● **Quelltext**:
Und dabei sollten wir inzwischen alle begriffen haben, dass verfilzte Haare in der Menschheitsgeschichte nicht ausschließlich Schwarzen vorbehalten waren, sondern auf allen Kontinenten und in allen ethnischen Gruppen getragen wurden und werden - etwa am spanischen Hof im 16. Jahrhundert, von aztekischen Priestern, den indischen Sikhs und muslimischen Derwischen. Dass sich die Vorstellung manifestiert hat, Dreadlocks seien ausschließlich ein Ausdruck Schwarzer Identität, ist eine popkulturelle Referenz, die ihren Ursprung in der jamaikanischen Rastafari-Kultur hat - einer religiös motivierten Protestbewegung des frühen 20. Jahrhunderts, die später vor allem durch Bob Marley und andere Reggae-Musiker bekannt gemacht wurde. Und dabei entspricht diese Subkultur keineswegs dem woken Ideal, mit dem sich Communities wie Fridays for Future so gerne schmücken - denn das Weltbild der Rastafaris ist extrem patriarchal und homophob. Versteht mich nicht falsch - ich höre selbst gerne Reggae, aber bisweilen irritiert mich doch, wie sehr diese Aspekte immer wieder ausgeblendet werden. Ebenso, wie in der aktuellen Debatte kaum darauf eingegangen wird, dass es keine homogene "schwarze" Kultur gibt - und dass in vielen ethnischen Gruppen Afrikas südlich der Sahara Dreadlocks verpönt sind. Und auch Afrikaner, die sich Dreadlocks stehen lassen, tun dies nicht immer aus kulturellen, sondern bisweilen aus rein ästhetisch-modischen Gründen - was man ebenfalls als "kulturelle Aneignung" verstehen könnte. Und Malcolm X, der Initiator der Black-Panther-Bewegung, sah Dreadlocks als Verleugnung der eigenen Identität, da diese dem Afro-Haar seine Sichtbarkeit nähmen. Im übrigen möchte ich an dieser Stelle anmerken, dass weiße Dreadlock-Träger zwar keine Opfer von Rassismus werden, dass sie aber ebenfalls mit Diskriminierung konfrontiert werden - ob in der Gesellschaft, im Beruf oder auch dadurch, dass sie von der Polizei eher kontrolliert werden als Menschen, die keine Dreadlocks tragen. Klar kann man einwenden, dass Dreads freiwillig getragen werden - aber vielen geht es eben gerade darum, sich diskriminierten Gruppen anzunähern und sich durch ein gewisses Äußeres mit ihnen zu solidarisieren.

● **Verfügbare Daten**:
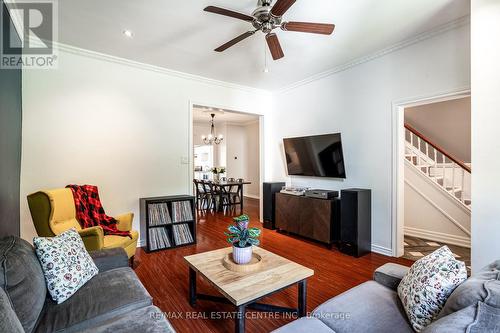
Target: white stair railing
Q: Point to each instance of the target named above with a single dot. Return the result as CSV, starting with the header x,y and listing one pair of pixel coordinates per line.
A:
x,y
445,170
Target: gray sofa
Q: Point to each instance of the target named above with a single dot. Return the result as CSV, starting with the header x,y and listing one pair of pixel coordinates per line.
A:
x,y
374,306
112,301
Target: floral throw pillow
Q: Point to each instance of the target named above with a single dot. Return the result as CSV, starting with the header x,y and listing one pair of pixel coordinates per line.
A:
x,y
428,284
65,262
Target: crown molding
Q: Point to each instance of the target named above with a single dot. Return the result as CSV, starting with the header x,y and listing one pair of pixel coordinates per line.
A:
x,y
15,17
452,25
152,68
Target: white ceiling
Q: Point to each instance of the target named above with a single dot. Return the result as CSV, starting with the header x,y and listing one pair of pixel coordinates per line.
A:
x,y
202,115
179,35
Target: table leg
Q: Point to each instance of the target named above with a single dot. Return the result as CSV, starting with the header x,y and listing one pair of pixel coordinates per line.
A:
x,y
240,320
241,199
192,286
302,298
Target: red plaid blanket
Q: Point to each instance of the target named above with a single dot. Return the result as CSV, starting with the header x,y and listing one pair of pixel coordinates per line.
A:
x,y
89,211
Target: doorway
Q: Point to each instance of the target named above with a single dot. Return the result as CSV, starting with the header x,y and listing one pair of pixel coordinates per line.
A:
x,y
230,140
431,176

--

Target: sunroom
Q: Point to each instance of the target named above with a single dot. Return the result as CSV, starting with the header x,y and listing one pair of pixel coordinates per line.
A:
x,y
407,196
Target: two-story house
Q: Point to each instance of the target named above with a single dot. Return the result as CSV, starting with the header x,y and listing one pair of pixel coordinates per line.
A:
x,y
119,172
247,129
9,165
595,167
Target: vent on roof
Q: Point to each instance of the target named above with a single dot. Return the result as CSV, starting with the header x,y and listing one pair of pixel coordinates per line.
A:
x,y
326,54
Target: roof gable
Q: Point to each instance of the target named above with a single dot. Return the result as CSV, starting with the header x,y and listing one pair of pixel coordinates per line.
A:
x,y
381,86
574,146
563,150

---

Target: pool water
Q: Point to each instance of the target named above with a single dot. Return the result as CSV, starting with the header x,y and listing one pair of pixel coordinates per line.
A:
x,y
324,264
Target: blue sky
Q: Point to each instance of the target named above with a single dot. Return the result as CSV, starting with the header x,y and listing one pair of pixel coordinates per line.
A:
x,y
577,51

● **Ziel der Übung**:
In welcher Kultur hat laut dem Quelltext die Vorstellung ihren Ursprung, Dreadlocks seien ausschließlich ein Ausdruck Schwarzer Identität?

● **Antwort zur Übung**:
In der jamaikanischen Rastafari-Kultur.